[Your instructions]
Each record listed below is to be output exactly as written.

[[ Data to process open ]]

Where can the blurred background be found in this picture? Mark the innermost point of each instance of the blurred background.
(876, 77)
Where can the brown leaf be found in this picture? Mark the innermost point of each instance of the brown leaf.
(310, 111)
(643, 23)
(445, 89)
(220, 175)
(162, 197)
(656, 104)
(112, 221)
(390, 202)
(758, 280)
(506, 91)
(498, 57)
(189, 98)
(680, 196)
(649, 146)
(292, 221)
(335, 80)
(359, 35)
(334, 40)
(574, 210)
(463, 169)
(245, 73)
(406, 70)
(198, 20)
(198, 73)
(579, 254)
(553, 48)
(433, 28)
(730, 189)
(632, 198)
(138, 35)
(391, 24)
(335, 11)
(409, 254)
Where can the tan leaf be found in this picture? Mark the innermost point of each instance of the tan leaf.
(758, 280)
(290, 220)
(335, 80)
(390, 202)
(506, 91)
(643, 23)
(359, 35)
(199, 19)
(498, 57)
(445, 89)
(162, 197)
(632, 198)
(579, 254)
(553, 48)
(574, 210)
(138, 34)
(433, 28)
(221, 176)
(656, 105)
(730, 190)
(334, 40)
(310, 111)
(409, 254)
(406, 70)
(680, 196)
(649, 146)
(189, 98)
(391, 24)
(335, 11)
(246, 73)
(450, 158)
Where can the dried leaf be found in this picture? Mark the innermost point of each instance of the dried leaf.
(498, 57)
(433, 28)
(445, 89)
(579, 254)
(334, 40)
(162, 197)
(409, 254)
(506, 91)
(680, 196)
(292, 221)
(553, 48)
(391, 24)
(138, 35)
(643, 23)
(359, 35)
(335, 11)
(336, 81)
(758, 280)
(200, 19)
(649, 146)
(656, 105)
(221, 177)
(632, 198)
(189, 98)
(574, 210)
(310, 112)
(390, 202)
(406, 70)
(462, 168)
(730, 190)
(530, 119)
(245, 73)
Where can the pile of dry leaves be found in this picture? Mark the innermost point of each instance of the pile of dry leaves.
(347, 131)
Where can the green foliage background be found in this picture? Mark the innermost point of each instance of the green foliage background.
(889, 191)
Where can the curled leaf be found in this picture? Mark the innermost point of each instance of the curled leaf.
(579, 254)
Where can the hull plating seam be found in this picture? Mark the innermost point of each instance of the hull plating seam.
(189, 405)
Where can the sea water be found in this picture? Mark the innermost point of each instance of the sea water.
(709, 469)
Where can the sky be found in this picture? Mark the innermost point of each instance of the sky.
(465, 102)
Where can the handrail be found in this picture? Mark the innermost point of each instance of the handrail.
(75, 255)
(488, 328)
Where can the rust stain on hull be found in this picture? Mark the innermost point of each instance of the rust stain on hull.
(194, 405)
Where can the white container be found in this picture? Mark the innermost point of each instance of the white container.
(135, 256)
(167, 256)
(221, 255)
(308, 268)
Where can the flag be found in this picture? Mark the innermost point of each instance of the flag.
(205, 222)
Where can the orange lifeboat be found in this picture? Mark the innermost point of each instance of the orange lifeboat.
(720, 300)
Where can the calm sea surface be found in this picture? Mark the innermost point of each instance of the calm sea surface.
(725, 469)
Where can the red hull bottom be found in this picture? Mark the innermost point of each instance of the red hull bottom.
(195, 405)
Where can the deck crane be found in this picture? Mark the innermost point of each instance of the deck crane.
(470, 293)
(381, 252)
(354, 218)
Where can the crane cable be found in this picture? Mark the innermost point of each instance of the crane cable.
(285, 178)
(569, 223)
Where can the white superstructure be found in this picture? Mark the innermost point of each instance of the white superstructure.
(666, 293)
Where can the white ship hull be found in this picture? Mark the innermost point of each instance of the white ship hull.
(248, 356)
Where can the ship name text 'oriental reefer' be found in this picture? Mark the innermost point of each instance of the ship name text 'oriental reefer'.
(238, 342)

[[ Data to process closed ]]

[Your solution]
Where can the blurred background be found in this picture? Mark the innermost point of each instance of the blurred background.
(876, 77)
Where can the brown leaf be found in this picture? Mark the innermost point of each instance of the brown leaf.
(310, 111)
(643, 23)
(445, 89)
(220, 175)
(162, 197)
(656, 104)
(112, 221)
(390, 202)
(758, 280)
(506, 91)
(498, 57)
(189, 98)
(680, 196)
(649, 146)
(292, 221)
(335, 80)
(359, 35)
(334, 40)
(574, 210)
(463, 169)
(245, 73)
(406, 70)
(198, 20)
(198, 73)
(579, 254)
(553, 48)
(433, 28)
(730, 189)
(632, 198)
(138, 35)
(391, 24)
(335, 11)
(409, 254)
Where can the tan leaf be found in this picture? Mark the innermost point of each instance of the tan leaf.
(758, 280)
(290, 220)
(335, 80)
(390, 202)
(506, 91)
(643, 23)
(359, 35)
(199, 19)
(498, 57)
(445, 89)
(162, 197)
(632, 198)
(579, 254)
(553, 48)
(574, 210)
(138, 34)
(433, 28)
(221, 176)
(656, 105)
(730, 190)
(334, 40)
(310, 111)
(409, 254)
(406, 70)
(680, 196)
(649, 146)
(189, 98)
(391, 24)
(335, 11)
(246, 73)
(450, 158)
Where can the dried leaf be found in this picture? Mark the innermost point of each instance of the dried leaf.
(498, 57)
(433, 28)
(445, 89)
(579, 254)
(334, 40)
(162, 197)
(409, 254)
(506, 91)
(680, 196)
(292, 221)
(553, 48)
(391, 24)
(138, 35)
(643, 23)
(359, 35)
(335, 11)
(336, 81)
(758, 280)
(200, 19)
(649, 146)
(656, 105)
(221, 177)
(632, 198)
(189, 98)
(574, 210)
(310, 112)
(390, 202)
(406, 70)
(462, 168)
(730, 190)
(530, 119)
(245, 73)
Where can the pile of dry leaves be found in this picture? Mark the innermost point of each instance of the pile of dry leaves.
(347, 131)
Where can the green foliage background be found in this picture? Mark the innermost point of each instance of the green foliage background.
(889, 191)
Where can the curled leaf be found in this picture? Mark the innermost point of each instance of the curled leaf.
(579, 254)
Where can the hull plating seam be found in this picture? Mark the innermost point of each instance of the hull plating seam.
(189, 405)
Where can the sea water be found in this picture? Mark the innermost point of each instance of the sea water.
(709, 469)
Where can the sky be found in this picture? Mark the innermost point of each instance of the sky.
(465, 102)
Where can the handrail be found in this picture? Mark the innermost point of each instance of the handrail.
(75, 255)
(488, 328)
Where can the rust stain on hull be found in this picture? Mark the innermost point of each instance of the rust stain on hull.
(194, 405)
Where can the white container be found in this picture? Mark the innermost point of each instance of the white container.
(135, 256)
(167, 256)
(221, 255)
(308, 268)
Where can the flag be found in this picture? Mark the innermost point of each instance of the flag.
(205, 222)
Where can the orange lifeboat be found in this picture? Mark the innermost point of each instance of the orange lifeboat.
(720, 300)
Where can the calm sea surface be found in this picture? Mark the innermost point of each instance of the calm sea surface.
(725, 469)
Where can the red hull bottom be found in this picture? Mark the innermost point of each instance of the red hull bottom.
(195, 405)
Where can the deck crane be found in this picture? Mark the innermost point of each instance of the deck crane.
(470, 293)
(381, 252)
(354, 218)
Where can the crane cable be found in this picture? Mark the innermost point of each instance of the crane cable.
(285, 178)
(569, 223)
Where can the white superstructure be found in this picture? Mark the innermost point of each instance of the white superstructure.
(666, 293)
Where can the white ship hull be found in this picture? Mark the innermost point of each instance of the white ship hull.
(248, 356)
Where can the ship name text 'oriental reefer' be found in this picture? Mark the innermost point of each instance of the ship name text 'oriental reefer'.
(238, 342)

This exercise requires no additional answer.